**SOURCE PASSAGE**:
* * * * * * * * *
= John McMullen (broadcaster) =

American broadcaster

John McMullen is a radio host, producer, and broadcaster. He has worked for Internet radio broadcasters, founded the GayBC Radio Network, a service for the LGBT community, and operated Sirius Satellite Radio's LGBT radio offering, Sirius OutQ.

==Career==
McMullen produced content for RealNetworks, later hosting a radio talk show with co-host Chelle Milleur called Hangin' Out. The show, consisting both of dialogue between the hosts and of interviews with newsmakers, covered topics of interest to the gay community in areas such as politics, world events, sports, fashion, and the arts. Issues like the Defense of Marriage Act (DOMA) and the Employment Non-Discrimination Act (ENDA) were routinely covered, as were events important to the community, such as the annual Gay and Lesbian American Music Awards. It debuted September 29, 1996.

Later, McMullen started GLOradio, which became the GayBC Radio Network, an Internet radio broadcaster. This provided an international audience with 24-hour live and prerecorded programming, including news, talk, music, and entertainment programming via streaming audio. He assembled a collection of on-air talent that included Milleur, Michelangelo Signorile, Grethe Cammermeyer, Mike Webb, Jeff Calley, Romaine Patterson, Anthony Veneziano, Jeremy Hovies, Charlie Dyer, and McMullen himself. Following the collapse of GayBC's advertising-supported business model, McMullen started another similar service called Gay Radio Network, which met a similar fate.
* * * * * * * * *
**RAW RECORDS**:
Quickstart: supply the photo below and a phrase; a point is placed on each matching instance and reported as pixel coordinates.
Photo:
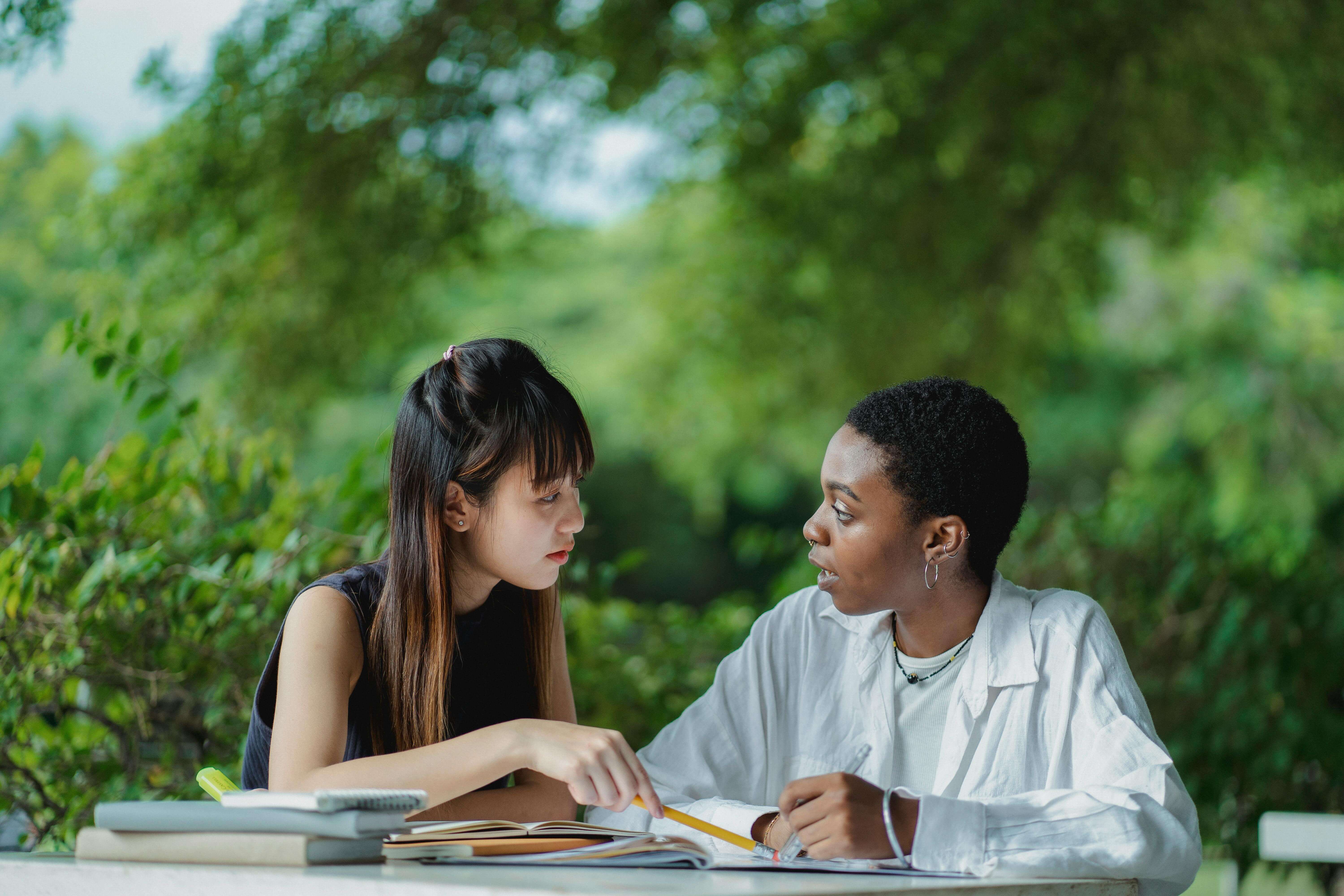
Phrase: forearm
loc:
(542, 800)
(446, 770)
(1107, 832)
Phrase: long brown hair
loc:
(467, 420)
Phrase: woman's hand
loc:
(597, 765)
(841, 817)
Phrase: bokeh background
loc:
(724, 222)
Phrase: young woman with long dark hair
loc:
(442, 666)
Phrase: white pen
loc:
(794, 846)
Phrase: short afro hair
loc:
(952, 450)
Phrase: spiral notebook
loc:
(368, 799)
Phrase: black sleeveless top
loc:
(490, 679)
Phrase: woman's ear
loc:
(460, 514)
(944, 538)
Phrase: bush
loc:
(142, 594)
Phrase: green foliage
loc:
(30, 26)
(919, 187)
(48, 261)
(139, 596)
(1036, 198)
(1218, 546)
(635, 667)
* * * * * * * * *
**WORK TO DO**:
[1] Answer these from the John McMullen article:
(a) What was the talk show McMullen hosted with Chelle Milleur called?
(b) On what date did that show debut?
(c) What did GLOradio become?
[2] Output the part of the John McMullen article that begins at the words "John McMullen is" and stops after the words "offering, Sirius OutQ.".

**THE ANSWERS**:
[1]
(a) Hangin' Out
(b) September 29, 1996
(c) The GayBC Radio Network, an Internet radio broadcaster

[2]
John McMullen is a radio host, producer, and broadcaster. He has worked for Internet radio broadcasters, founded the GayBC Radio Network, a service for the LGBT community, and operated Sirius Satellite Radio's LGBT radio offering, Sirius OutQ.